§ WHAT YOU NEED TO DO:
Your task is to write out the lines from the line containing "point(231, 172)" through the last line of the material, exactly.
◆ ◆ ◆ ◆ ◆ ◆ ◆
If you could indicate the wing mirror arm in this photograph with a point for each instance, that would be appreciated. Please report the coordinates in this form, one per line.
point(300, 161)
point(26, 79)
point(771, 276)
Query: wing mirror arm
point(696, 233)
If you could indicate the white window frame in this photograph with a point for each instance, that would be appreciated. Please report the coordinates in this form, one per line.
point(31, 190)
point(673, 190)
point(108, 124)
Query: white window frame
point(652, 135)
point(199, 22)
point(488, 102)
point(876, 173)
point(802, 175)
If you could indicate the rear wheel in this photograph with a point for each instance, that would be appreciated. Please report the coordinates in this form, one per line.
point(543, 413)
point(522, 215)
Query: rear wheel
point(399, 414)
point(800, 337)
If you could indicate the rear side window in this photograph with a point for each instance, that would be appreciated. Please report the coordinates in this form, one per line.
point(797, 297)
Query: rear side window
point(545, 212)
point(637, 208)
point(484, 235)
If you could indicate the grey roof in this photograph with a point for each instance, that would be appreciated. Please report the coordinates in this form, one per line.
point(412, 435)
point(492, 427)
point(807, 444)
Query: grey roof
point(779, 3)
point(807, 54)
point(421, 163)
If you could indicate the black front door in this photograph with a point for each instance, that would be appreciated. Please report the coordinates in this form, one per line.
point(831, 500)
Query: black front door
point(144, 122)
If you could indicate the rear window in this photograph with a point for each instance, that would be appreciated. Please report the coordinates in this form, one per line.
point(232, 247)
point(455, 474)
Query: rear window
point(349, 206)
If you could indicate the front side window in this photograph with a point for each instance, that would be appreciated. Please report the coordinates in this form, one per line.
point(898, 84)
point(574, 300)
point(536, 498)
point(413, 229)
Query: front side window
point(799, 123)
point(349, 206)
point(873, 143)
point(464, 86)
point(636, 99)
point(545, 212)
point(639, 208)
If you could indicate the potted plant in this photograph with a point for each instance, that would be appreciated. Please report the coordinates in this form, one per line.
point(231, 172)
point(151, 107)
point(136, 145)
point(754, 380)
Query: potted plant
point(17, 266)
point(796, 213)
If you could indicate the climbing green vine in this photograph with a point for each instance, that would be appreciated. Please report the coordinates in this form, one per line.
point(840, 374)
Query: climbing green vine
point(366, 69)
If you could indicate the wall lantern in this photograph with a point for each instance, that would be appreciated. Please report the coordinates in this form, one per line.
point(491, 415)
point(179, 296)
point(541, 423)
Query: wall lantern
◆ ◆ ◆ ◆ ◆ ◆ ◆
§ TASK SOLUTION:
point(231, 172)
point(151, 107)
point(136, 145)
point(754, 380)
Query: potted plant
point(17, 266)
point(796, 213)
If you could indicate the climbing green vine in this photograph with a point for each instance, that would be appreciated. Please report the coordinates in this form, one per line.
point(840, 374)
Query: climbing green vine
point(366, 69)
If you could indicate the wall lantern in this photograph with a point for each instance, that would be appreciated. Please report the coordinates in this form, one per line.
point(491, 415)
point(179, 296)
point(541, 423)
Query: wall lantern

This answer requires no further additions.